WORK ORDER:
For this exercise, repeat every line of the material exactly.

RECORDS SUPPLIED:
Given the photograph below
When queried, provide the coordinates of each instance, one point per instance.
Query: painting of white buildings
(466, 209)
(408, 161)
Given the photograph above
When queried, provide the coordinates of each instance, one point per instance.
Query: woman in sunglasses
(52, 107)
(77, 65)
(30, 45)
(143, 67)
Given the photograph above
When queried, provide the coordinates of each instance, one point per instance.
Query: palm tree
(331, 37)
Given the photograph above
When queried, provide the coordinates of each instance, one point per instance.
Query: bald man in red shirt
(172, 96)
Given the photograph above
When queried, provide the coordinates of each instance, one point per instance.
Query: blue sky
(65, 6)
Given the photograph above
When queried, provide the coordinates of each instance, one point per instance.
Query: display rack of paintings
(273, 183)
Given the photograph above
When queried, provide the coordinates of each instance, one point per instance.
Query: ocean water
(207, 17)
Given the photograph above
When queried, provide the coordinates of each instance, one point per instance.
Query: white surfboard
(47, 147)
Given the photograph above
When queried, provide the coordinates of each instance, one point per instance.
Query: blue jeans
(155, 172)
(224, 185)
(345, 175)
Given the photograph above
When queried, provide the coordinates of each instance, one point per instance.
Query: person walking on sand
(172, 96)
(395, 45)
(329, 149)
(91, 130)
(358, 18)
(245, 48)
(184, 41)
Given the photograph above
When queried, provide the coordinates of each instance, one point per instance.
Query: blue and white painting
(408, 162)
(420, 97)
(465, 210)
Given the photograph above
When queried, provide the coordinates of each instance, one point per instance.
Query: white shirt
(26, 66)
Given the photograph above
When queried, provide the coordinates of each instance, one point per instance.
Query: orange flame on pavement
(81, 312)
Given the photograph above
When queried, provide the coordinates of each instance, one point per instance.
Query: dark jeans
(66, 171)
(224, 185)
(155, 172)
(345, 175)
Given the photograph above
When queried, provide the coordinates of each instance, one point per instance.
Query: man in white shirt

ANSWER AREA:
Given the photograph below
When queried, provide the coordinates of each instance, one point per instance.
Query: painting of white buildings
(466, 209)
(408, 161)
Given the photograph above
When queried, provide the coordinates of each instance, one point per instance.
Query: woman in sunglasses
(52, 107)
(77, 65)
(30, 45)
(143, 67)
Given the photograph above
When queried, provide the coordinates of each instance, one point per instance.
Query: palm tree
(331, 37)
Given the photograph above
When queried, provide the coordinates of each instance, one point per instance.
Query: bald man in red shirt
(172, 96)
Given the photograph above
When queried, provide the coordinates of each instance, one point per instance.
Query: blue sky
(65, 6)
Given the photograph above
When queried, provide the coordinates of each instance, one point per instance.
Query: display rack of paintings
(273, 183)
Given the photograph above
When queried, provide the coordinates of each instance, one point per instance.
Query: ocean water
(207, 17)
Given the photograph above
When queried, provide the coordinates of each instance, one point per instance.
Query: white surfboard
(47, 147)
Given the photograph above
When queried, provide the coordinates of each instance, one point per instance.
Query: blue jeans
(155, 172)
(224, 185)
(345, 175)
Given the photograph above
When queried, provide the coordinates of each instance, one point per instance.
Query: person walking on sand
(172, 96)
(395, 45)
(329, 149)
(91, 130)
(358, 18)
(245, 48)
(184, 41)
Given the photograph above
When queried, provide the coordinates of each instance, one point per instance.
Query: blue and white painting
(408, 162)
(420, 97)
(465, 210)
Given the photograph above
When queried, provide the coordinates of each instance, one point per instance.
Query: white shirt
(26, 66)
Given the photograph above
When queried, provide the coordinates of each instance, one point per instance.
Query: orange flame on pavement
(81, 312)
Given the photograph above
When queried, provide the coordinates of each instance, one point per instance.
Query: dark jeans
(66, 171)
(224, 185)
(155, 172)
(345, 175)
Given the photograph above
When queried, provide the coordinates of each instance, one point per instance.
Query: man in white shirt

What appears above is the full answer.